▶ [EXERCISE INSTRUCTIONS] Return every line of the records that contains the word "tree", and copy each of those lines in full.

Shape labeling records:
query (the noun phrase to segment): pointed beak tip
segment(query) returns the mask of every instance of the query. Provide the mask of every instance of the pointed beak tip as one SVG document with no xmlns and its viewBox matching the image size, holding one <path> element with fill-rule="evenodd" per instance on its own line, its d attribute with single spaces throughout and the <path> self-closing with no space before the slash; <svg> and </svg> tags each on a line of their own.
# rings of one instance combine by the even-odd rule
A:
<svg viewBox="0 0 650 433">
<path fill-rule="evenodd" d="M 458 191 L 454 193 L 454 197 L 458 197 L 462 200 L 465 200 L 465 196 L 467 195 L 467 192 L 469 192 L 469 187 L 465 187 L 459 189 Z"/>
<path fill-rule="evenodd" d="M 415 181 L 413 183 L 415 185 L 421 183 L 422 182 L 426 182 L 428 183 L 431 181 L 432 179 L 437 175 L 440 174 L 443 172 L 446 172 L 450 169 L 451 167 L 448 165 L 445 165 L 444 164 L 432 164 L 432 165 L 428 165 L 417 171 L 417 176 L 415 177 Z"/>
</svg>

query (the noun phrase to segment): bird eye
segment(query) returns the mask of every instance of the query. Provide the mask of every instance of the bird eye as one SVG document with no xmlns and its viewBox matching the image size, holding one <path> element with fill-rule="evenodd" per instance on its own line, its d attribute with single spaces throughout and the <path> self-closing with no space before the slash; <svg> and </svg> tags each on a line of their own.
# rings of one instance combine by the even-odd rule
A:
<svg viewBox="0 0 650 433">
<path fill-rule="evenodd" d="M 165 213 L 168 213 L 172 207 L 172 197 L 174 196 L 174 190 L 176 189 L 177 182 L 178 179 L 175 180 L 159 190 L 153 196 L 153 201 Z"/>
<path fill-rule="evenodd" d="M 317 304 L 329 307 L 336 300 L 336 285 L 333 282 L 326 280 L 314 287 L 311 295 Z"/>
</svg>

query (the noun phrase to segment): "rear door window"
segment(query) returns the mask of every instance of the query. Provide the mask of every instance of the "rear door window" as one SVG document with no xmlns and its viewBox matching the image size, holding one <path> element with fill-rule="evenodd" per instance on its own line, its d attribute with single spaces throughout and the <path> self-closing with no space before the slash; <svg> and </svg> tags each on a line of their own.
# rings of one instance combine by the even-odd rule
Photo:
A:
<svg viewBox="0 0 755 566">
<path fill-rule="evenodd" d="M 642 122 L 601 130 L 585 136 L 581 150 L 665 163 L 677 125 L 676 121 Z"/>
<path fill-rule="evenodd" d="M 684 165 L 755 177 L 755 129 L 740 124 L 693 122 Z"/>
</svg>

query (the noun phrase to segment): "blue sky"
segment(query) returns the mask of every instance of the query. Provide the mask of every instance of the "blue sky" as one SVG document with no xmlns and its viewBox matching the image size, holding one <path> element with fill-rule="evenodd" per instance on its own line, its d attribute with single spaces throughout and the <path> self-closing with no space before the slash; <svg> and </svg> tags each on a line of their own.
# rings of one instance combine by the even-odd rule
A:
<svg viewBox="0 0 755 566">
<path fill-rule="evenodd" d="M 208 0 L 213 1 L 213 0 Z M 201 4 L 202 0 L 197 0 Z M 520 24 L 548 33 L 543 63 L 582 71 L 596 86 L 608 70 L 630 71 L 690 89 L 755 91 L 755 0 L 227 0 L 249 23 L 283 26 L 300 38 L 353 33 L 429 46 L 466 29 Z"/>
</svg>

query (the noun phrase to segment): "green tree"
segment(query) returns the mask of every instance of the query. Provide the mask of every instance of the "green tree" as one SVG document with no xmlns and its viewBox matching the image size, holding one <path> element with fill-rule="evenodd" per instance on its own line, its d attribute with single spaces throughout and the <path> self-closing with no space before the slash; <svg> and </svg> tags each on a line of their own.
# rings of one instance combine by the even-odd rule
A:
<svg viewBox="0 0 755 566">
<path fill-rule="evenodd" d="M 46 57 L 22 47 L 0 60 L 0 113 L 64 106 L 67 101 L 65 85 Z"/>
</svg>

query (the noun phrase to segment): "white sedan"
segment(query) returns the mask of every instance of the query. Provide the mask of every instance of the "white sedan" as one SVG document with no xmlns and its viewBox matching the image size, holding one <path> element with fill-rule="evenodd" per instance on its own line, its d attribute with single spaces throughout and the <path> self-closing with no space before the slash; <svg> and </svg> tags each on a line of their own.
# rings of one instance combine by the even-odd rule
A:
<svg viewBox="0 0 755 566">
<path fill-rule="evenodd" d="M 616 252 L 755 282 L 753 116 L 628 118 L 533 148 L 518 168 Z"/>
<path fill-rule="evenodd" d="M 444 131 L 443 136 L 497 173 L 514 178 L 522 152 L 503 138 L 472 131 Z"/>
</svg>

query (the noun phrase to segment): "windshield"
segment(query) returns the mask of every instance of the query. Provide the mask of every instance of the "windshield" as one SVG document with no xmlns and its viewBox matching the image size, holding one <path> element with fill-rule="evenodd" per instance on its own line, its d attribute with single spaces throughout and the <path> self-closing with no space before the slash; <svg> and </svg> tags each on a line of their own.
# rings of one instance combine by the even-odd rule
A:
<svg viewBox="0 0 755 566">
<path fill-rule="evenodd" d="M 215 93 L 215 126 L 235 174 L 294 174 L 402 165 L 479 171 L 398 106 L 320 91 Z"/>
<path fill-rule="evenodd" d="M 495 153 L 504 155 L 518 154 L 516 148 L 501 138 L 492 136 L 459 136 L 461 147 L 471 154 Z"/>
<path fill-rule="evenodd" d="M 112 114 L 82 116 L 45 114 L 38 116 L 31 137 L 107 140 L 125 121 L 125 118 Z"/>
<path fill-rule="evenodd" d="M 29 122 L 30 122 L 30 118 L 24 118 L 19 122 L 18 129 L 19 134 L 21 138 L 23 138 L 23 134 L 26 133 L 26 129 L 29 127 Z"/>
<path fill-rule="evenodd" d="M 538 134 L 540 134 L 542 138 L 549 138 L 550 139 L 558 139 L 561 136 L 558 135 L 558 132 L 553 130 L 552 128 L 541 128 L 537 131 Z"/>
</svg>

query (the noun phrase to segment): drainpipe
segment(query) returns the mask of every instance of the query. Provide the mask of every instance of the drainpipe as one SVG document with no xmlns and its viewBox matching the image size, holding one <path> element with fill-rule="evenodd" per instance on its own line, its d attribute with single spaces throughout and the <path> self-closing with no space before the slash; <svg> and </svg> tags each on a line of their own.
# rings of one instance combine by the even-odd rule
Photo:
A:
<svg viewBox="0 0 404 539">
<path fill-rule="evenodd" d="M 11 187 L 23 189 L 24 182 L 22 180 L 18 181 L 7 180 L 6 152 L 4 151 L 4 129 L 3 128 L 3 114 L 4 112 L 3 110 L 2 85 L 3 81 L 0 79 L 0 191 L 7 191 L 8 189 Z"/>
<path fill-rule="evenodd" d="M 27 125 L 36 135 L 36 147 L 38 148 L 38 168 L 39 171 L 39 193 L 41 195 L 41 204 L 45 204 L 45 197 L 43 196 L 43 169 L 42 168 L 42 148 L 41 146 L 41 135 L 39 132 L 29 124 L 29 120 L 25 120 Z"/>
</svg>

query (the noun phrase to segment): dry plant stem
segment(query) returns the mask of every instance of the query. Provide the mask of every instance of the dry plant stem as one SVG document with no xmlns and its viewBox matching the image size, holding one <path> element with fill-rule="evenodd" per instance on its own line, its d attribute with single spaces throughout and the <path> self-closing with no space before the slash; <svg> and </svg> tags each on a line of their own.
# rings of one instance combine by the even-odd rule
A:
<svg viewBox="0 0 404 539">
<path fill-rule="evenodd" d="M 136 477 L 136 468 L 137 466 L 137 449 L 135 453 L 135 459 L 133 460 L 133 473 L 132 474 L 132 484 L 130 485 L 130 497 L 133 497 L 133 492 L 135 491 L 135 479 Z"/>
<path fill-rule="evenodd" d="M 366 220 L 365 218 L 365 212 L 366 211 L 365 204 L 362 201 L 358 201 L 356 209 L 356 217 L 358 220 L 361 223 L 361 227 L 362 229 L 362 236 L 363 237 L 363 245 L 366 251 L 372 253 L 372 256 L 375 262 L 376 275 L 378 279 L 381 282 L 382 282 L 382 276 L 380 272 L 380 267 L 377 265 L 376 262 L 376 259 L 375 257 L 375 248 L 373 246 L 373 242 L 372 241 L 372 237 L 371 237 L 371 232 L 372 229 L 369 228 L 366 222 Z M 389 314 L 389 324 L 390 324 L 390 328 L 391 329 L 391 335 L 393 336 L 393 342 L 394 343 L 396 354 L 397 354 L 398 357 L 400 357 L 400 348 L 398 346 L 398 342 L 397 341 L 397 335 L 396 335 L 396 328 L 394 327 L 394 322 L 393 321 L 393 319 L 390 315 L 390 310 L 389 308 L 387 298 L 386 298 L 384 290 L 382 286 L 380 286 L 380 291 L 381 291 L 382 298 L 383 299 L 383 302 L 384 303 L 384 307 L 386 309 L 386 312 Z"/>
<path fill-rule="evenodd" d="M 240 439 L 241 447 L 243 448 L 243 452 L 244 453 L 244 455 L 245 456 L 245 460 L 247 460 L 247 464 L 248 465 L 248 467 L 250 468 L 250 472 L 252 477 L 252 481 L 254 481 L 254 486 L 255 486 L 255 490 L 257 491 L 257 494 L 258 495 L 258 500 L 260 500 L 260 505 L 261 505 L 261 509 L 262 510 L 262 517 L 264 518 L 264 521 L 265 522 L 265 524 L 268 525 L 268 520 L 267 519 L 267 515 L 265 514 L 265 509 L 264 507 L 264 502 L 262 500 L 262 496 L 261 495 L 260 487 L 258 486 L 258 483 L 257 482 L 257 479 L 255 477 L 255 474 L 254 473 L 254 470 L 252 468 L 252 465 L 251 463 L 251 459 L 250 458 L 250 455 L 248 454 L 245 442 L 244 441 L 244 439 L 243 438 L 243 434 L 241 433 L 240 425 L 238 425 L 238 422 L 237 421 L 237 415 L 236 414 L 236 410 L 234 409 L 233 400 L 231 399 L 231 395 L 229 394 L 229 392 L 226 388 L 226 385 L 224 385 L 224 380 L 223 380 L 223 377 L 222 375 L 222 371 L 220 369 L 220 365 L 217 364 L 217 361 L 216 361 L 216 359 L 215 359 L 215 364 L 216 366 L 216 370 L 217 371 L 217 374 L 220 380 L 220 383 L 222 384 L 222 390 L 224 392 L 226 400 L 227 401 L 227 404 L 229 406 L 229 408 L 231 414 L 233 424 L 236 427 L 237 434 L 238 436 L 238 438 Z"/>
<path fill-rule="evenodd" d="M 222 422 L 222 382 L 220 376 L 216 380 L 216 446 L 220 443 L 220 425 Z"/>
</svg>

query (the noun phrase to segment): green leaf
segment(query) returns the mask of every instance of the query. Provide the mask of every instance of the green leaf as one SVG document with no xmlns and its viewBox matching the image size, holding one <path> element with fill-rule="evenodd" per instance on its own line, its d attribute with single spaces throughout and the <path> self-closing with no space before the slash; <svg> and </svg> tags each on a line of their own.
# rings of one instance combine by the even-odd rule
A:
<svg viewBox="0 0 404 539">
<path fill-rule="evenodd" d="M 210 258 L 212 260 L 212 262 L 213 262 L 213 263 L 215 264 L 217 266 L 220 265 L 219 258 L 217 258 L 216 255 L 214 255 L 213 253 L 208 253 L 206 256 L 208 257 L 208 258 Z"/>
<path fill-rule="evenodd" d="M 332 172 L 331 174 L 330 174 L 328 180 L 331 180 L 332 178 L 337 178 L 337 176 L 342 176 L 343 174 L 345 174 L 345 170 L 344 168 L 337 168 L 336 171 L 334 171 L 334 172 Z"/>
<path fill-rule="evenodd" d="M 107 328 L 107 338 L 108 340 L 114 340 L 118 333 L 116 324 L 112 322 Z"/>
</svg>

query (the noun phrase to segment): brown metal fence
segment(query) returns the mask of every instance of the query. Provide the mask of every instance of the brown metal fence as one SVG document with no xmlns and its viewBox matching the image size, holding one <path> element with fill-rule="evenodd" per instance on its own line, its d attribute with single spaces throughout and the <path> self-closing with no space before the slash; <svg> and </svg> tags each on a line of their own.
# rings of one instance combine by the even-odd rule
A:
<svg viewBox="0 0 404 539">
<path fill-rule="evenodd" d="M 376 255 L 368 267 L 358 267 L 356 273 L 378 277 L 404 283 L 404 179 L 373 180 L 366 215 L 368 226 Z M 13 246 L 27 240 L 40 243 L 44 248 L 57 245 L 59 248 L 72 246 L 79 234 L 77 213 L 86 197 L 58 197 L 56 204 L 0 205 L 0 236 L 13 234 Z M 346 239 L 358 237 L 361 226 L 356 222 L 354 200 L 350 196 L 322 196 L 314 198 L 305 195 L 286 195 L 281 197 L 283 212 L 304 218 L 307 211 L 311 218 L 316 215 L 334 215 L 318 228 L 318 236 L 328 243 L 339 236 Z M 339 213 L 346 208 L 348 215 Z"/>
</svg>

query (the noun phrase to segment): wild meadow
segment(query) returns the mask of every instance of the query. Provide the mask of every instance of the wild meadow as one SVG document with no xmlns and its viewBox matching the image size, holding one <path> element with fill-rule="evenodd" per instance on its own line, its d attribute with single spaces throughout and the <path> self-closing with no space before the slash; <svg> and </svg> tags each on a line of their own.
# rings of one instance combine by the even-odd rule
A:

▶ [REPLY TO THE TASK]
query (the noun phrase to segment): "green tree"
segment(query) returns the mask of every instance of the query. Provide the mask of every instance of the "green tree" as one SVG document with no xmlns and its viewBox matching the image size, holding one <path> element with fill-rule="evenodd" per instance on its own line, its d attribute with single spaces throughout and the <path> self-closing with no space before the slash; <svg> and </svg> tags each on a line of their own.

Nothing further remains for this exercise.